## Required work
Can you lay out every line of the material below as a JSON list of strings, one string per line, with blank lines left out?

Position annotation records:
-=-=-=-=-

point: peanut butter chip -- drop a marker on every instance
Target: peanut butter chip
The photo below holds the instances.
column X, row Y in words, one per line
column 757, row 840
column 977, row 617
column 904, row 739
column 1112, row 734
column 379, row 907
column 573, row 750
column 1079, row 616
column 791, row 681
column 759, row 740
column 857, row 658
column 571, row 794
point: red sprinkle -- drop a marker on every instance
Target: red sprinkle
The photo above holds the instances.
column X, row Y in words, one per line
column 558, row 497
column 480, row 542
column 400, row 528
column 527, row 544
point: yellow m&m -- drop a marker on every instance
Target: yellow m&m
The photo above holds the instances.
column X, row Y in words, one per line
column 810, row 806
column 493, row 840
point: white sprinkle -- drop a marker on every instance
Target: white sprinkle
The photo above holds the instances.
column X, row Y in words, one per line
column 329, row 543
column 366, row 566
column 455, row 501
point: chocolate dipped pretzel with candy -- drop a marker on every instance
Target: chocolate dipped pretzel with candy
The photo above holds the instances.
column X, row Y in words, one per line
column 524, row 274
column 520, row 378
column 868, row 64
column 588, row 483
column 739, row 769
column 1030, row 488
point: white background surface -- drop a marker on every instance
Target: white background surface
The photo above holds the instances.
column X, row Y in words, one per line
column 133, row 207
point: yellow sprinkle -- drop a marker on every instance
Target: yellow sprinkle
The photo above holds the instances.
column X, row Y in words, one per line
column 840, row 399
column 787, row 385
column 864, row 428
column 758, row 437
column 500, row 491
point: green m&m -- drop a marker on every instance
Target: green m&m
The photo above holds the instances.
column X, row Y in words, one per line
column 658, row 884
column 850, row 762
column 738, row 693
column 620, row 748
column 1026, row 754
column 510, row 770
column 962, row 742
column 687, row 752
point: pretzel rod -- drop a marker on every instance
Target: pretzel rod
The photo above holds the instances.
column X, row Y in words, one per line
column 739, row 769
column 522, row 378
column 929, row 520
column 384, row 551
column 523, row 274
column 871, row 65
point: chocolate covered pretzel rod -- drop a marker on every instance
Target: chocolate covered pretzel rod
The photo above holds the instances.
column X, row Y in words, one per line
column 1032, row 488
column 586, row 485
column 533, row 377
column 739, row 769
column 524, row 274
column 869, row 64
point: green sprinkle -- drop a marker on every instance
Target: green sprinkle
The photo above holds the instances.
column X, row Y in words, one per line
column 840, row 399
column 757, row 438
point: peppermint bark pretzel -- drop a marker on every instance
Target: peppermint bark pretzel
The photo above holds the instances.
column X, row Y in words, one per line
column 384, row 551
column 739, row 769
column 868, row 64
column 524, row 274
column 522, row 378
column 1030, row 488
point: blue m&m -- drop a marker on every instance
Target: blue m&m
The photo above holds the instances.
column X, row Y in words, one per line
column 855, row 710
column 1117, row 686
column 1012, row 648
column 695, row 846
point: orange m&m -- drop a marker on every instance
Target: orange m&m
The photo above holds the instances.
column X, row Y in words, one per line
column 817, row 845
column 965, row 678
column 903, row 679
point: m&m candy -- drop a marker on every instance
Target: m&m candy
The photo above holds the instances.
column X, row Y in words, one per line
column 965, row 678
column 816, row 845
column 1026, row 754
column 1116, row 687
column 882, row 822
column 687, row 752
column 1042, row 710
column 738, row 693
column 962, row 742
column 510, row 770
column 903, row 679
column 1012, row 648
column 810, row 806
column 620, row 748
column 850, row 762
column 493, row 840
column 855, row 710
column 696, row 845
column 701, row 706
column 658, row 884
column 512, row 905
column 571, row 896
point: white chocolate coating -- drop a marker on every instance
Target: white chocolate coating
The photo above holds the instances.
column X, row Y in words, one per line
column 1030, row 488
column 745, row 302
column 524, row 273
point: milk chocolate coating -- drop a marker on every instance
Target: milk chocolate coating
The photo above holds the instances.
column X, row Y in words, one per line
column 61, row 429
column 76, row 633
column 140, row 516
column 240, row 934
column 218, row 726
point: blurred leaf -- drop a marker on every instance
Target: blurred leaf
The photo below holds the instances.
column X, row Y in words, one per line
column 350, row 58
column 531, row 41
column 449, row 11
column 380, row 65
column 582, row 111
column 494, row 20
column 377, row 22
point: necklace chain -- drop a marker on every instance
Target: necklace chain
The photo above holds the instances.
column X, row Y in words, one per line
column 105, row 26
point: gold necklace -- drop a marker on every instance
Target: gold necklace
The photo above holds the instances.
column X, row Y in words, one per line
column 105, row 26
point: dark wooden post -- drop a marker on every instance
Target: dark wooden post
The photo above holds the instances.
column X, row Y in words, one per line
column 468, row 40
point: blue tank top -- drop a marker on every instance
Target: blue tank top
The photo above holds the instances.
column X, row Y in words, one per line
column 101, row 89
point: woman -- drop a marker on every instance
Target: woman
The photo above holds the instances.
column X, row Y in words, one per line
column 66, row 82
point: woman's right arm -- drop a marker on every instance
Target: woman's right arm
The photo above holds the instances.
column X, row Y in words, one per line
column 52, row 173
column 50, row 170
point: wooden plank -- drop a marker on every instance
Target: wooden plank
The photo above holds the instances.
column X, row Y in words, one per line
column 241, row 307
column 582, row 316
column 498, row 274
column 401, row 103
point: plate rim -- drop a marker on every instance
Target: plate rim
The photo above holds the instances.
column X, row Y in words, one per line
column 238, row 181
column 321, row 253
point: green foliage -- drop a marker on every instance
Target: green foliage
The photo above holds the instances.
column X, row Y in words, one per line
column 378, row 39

-=-=-=-=-

## Full output
[
  "point: peanut butter chip -- drop a marker on every instance",
  "Target: peanut butter chip",
  "The photo below holds the instances.",
  "column X, row Y in words, one per line",
  "column 757, row 840",
  "column 977, row 617",
  "column 904, row 739",
  "column 1112, row 734",
  "column 379, row 907",
  "column 573, row 750",
  "column 1079, row 616",
  "column 791, row 681",
  "column 759, row 740",
  "column 857, row 658",
  "column 571, row 794",
  "point: red sprinkle -- drop a marker on every instance",
  "Target: red sprinkle",
  "The photo above holds the instances.",
  "column X, row Y in words, one per line",
  "column 558, row 497",
  "column 480, row 542",
  "column 400, row 528",
  "column 527, row 544",
  "point: yellow m&m -- drop a marker on every instance",
  "Target: yellow m&m",
  "The photo above holds the instances.",
  "column X, row Y in words, one per line",
  "column 810, row 806",
  "column 493, row 840",
  "point: white sprinkle -- drop a marker on every instance",
  "Target: white sprinkle",
  "The photo above holds the instances.",
  "column X, row Y in words, one per line",
  "column 329, row 543",
  "column 366, row 566",
  "column 455, row 501",
  "point: chocolate dipped pretzel with candy -- drop a marker on every instance",
  "Target: chocolate dipped pretzel with candy",
  "The photo above holds the instances.",
  "column X, row Y in words, one per line",
  "column 524, row 274",
  "column 520, row 378",
  "column 868, row 64",
  "column 588, row 483",
  "column 739, row 769",
  "column 1030, row 488",
  "point: white background surface -- drop a marker on every instance",
  "Target: white background surface",
  "The photo above holds the instances.",
  "column X, row Y in words, one per line",
  "column 133, row 207",
  "point: yellow sprinkle -- drop a marker on every instance",
  "Target: yellow sprinkle",
  "The photo above holds the instances.",
  "column X, row Y in words, one per line",
  "column 840, row 399",
  "column 787, row 385",
  "column 864, row 428",
  "column 758, row 437",
  "column 500, row 491",
  "point: green m&m -- drop a marker on every instance",
  "Target: green m&m",
  "The photo above holds the instances.",
  "column X, row Y in words, one per line",
  "column 658, row 884",
  "column 850, row 762",
  "column 738, row 693",
  "column 620, row 748",
  "column 1026, row 754",
  "column 510, row 770",
  "column 962, row 742",
  "column 687, row 752",
  "point: pretzel rod -- drop a marker on every instance",
  "Target: pretzel rod",
  "The photo above holds the instances.",
  "column X, row Y in words, one per line",
  "column 739, row 769",
  "column 522, row 378",
  "column 929, row 520",
  "column 384, row 551",
  "column 523, row 274",
  "column 871, row 65",
  "point: chocolate covered pretzel rod -- drop a marker on every instance",
  "Target: chocolate covered pretzel rod",
  "The photo above holds the instances.",
  "column X, row Y in words, one per line",
  "column 1032, row 488",
  "column 586, row 485",
  "column 533, row 377",
  "column 739, row 769",
  "column 524, row 274",
  "column 869, row 64",
  "point: green sprinkle -- drop a marker on every instance",
  "Target: green sprinkle",
  "The photo above holds the instances.",
  "column X, row Y in words, one per line",
  "column 840, row 399",
  "column 757, row 438",
  "point: peppermint bark pretzel -- drop a marker on every instance",
  "Target: peppermint bark pretzel",
  "The photo above holds the instances.",
  "column X, row Y in words, one per line",
  "column 384, row 551",
  "column 739, row 769",
  "column 868, row 64",
  "column 524, row 274",
  "column 522, row 378",
  "column 1030, row 488",
  "point: blue m&m -- drop a marker on every instance",
  "Target: blue m&m",
  "The photo above holds the instances.",
  "column X, row Y in words, one per line",
  "column 855, row 710",
  "column 1117, row 686",
  "column 1012, row 648",
  "column 695, row 846",
  "point: orange m&m -- drop a marker on every instance",
  "Target: orange m&m",
  "The photo above holds the instances.",
  "column X, row Y in words, one per line",
  "column 817, row 845",
  "column 965, row 678",
  "column 903, row 679",
  "point: m&m candy -- drop a marker on every instance",
  "Target: m&m candy",
  "The photo above holds the instances.",
  "column X, row Y in words, one per line",
  "column 965, row 678",
  "column 816, row 845",
  "column 1026, row 754",
  "column 1116, row 687",
  "column 882, row 822",
  "column 687, row 752",
  "column 1042, row 710",
  "column 738, row 693",
  "column 962, row 742",
  "column 510, row 770",
  "column 903, row 679",
  "column 1012, row 648",
  "column 810, row 806",
  "column 620, row 748",
  "column 850, row 762",
  "column 493, row 840",
  "column 855, row 710",
  "column 696, row 845",
  "column 701, row 706",
  "column 658, row 884",
  "column 512, row 905",
  "column 571, row 896",
  "point: white chocolate coating -- drop a marker on every instance",
  "Target: white chocolate coating",
  "The photo above holds the instances.",
  "column X, row Y in words, one per line",
  "column 1030, row 488",
  "column 745, row 302",
  "column 524, row 273",
  "point: milk chocolate coating -- drop a marker on every instance",
  "Target: milk chocolate coating",
  "The photo above holds the instances.",
  "column X, row Y in words, one per line",
  "column 61, row 429",
  "column 76, row 633",
  "column 140, row 516",
  "column 240, row 934",
  "column 218, row 726",
  "point: blurred leaf -- drop a marker on every instance",
  "Target: blurred leaf",
  "The photo below holds the instances.",
  "column X, row Y in words, one per line",
  "column 350, row 58",
  "column 531, row 41",
  "column 449, row 11",
  "column 380, row 65",
  "column 582, row 111",
  "column 494, row 20",
  "column 377, row 22",
  "point: necklace chain -- drop a marker on every instance",
  "Target: necklace chain",
  "The photo above holds the instances.",
  "column X, row Y in words, one per line",
  "column 105, row 26",
  "point: gold necklace -- drop a marker on every instance",
  "Target: gold necklace",
  "The photo above holds the instances.",
  "column X, row Y in words, one per line",
  "column 105, row 26",
  "point: dark wooden post -- drop a marker on every instance",
  "Target: dark wooden post",
  "The photo above holds the instances.",
  "column X, row Y in words, one per line",
  "column 468, row 40",
  "point: blue tank top -- drop a marker on every instance",
  "Target: blue tank top",
  "The photo above holds the instances.",
  "column X, row Y in words, one per line",
  "column 101, row 89",
  "point: woman -- drop a marker on every instance",
  "Target: woman",
  "The photo above holds the instances.",
  "column X, row Y in words, one per line",
  "column 66, row 82",
  "point: woman's right arm -- drop a marker on every instance",
  "Target: woman's right arm",
  "The photo above holds the instances.",
  "column X, row Y in words, one per line",
  "column 52, row 173",
  "column 50, row 170",
  "point: wooden plank -- drop a marker on every instance",
  "Target: wooden plank",
  "The photo above holds the instances.",
  "column X, row Y in words, one per line",
  "column 241, row 307",
  "column 582, row 316",
  "column 498, row 274",
  "column 401, row 103",
  "point: plate rim -- drop a marker on every instance",
  "Target: plate rim",
  "The photo above holds the instances.",
  "column X, row Y in words, one per line",
  "column 238, row 181",
  "column 321, row 253",
  "point: green foliage -- drop a marker on every instance",
  "Target: green foliage",
  "The photo above holds the instances.",
  "column X, row Y in words, one per line",
  "column 378, row 39"
]